**Task details**
Rewrite the listing from the line containing "eyelash. Write the coordinates, one line per instance." through the end of the listing, inclusive, swapping "marker" for "pin" and leaving everything else unchanged.

## start Task inputs

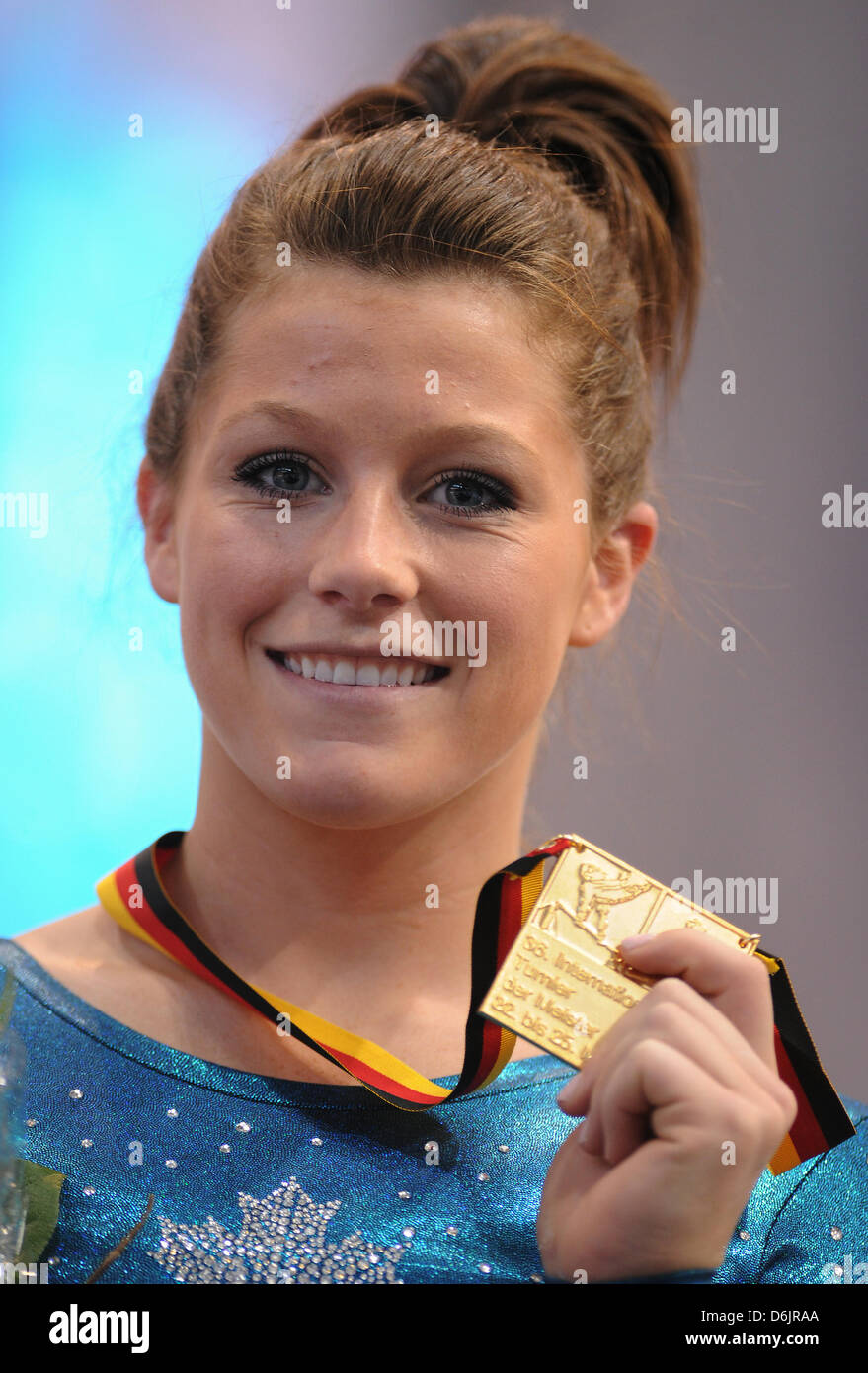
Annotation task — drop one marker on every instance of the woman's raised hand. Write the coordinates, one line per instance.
(684, 1108)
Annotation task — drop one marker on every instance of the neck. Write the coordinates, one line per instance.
(340, 919)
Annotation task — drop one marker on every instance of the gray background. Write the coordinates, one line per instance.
(746, 764)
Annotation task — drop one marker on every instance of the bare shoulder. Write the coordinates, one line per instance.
(80, 942)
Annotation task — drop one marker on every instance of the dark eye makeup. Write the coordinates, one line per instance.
(297, 472)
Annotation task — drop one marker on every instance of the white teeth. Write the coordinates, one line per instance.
(344, 673)
(367, 675)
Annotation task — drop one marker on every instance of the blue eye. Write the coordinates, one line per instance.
(291, 474)
(475, 493)
(464, 482)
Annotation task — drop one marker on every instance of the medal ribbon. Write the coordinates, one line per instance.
(134, 897)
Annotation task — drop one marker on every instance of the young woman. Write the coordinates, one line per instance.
(411, 384)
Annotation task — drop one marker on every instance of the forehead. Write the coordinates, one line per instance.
(329, 326)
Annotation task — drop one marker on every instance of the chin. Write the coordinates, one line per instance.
(352, 802)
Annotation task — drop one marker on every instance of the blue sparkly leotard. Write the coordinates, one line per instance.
(267, 1179)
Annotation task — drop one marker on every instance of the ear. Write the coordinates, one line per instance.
(157, 499)
(610, 577)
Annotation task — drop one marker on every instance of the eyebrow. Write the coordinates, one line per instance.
(466, 433)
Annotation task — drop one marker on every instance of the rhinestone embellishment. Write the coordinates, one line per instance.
(281, 1239)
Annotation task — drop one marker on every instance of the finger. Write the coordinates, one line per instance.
(577, 1094)
(674, 1026)
(678, 1102)
(734, 982)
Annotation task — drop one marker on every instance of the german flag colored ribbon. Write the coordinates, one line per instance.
(136, 898)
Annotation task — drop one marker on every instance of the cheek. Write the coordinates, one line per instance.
(231, 578)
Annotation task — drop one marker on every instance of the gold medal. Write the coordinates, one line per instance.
(563, 983)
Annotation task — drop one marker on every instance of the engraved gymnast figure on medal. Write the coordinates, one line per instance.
(596, 894)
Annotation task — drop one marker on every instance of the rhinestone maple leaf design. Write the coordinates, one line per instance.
(281, 1240)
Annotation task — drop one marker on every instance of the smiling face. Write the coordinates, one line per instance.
(429, 472)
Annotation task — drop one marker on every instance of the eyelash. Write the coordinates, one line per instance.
(502, 495)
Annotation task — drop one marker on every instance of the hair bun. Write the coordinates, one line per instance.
(520, 83)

## end Task inputs

**Expected output**
Annotation task — drop one pin on every instance of the eyelash. Write the coordinates, one line per instance.
(502, 495)
Annotation task — drop one pin on every instance of the hair bun. Write the coordinates, one line per instance.
(520, 83)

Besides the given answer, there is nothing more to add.